Task brief – Render the records from the line containing "porch and give integer pixel coordinates." through the final line, inclusive, as a JSON list of strings with one string per line and blank lines omitted.

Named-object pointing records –
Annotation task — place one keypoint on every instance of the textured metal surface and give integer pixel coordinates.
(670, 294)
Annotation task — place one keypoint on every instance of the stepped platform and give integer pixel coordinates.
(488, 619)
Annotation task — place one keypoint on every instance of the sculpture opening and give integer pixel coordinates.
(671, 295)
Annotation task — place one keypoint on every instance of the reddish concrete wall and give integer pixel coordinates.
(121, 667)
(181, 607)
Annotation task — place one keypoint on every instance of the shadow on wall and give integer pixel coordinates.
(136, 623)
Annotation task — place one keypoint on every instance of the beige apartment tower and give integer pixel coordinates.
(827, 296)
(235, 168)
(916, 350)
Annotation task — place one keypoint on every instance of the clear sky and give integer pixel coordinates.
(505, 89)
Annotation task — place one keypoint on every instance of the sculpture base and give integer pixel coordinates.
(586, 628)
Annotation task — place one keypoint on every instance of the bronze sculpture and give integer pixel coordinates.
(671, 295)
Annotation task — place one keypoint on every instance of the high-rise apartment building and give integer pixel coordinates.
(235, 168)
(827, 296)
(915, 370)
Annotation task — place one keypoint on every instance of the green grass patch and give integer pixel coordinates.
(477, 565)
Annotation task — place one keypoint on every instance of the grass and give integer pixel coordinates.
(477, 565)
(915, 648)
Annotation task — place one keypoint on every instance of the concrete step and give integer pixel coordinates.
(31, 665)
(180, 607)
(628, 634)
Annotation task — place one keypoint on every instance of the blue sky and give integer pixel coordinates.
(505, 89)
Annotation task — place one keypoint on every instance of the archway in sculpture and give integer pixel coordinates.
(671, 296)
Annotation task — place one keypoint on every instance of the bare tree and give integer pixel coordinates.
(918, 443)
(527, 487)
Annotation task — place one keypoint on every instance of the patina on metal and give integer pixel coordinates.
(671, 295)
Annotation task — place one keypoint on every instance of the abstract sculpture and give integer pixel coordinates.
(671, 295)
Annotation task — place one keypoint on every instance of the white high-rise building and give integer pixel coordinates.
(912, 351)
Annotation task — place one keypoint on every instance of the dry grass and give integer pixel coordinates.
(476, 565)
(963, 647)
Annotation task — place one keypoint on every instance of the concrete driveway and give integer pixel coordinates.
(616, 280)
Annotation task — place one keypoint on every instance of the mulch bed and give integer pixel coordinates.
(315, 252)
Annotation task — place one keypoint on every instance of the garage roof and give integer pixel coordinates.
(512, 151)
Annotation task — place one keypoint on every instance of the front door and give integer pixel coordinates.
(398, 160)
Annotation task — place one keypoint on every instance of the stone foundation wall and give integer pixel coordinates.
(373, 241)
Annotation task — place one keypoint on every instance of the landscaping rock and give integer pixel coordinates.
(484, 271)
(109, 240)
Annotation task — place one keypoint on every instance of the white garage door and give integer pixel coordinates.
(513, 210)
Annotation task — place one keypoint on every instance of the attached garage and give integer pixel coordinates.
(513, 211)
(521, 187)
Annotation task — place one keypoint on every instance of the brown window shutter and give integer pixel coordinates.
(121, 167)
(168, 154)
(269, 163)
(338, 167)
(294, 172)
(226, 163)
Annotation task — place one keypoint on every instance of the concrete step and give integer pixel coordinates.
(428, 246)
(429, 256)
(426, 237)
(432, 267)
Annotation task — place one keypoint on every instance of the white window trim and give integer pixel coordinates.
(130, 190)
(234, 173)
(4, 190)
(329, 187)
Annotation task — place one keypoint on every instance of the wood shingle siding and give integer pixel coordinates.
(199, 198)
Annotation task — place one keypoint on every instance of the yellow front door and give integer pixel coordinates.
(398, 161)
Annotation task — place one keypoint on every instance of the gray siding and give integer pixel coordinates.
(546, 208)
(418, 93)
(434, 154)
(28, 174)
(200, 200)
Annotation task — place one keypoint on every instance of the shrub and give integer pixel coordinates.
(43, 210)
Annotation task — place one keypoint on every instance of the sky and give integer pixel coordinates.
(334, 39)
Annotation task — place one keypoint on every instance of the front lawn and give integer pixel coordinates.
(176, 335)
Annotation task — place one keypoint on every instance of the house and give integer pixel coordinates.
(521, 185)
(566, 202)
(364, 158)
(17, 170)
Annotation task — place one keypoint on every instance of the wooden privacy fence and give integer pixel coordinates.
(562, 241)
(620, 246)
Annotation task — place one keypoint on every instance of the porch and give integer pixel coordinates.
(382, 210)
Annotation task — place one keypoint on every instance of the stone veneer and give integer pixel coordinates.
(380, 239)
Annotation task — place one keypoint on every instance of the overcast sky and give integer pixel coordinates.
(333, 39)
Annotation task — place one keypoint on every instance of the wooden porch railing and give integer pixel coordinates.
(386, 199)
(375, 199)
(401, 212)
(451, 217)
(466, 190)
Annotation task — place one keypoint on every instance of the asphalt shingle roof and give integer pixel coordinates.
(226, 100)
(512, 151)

Solution to this problem –
[
  "Annotation task — place one keypoint on every instance of the porch and give integer pixel coordinates.",
  "(382, 210)",
  "Annotation task — place one keypoint on every instance of the stone veneer and give integer pixel coordinates.",
  "(380, 239)",
  "Annotation task — place one keypoint on every instance of the overcast sky and give integer pixel coordinates.",
  "(333, 39)",
  "Annotation task — place one keypoint on every instance of the wooden porch railing and give integer pixel coordinates.",
  "(386, 199)",
  "(375, 199)",
  "(401, 212)",
  "(451, 217)",
  "(466, 190)",
  "Annotation task — place one keypoint on every instance of the asphalt shingle roof and give integer pixel coordinates.",
  "(226, 100)",
  "(512, 151)"
]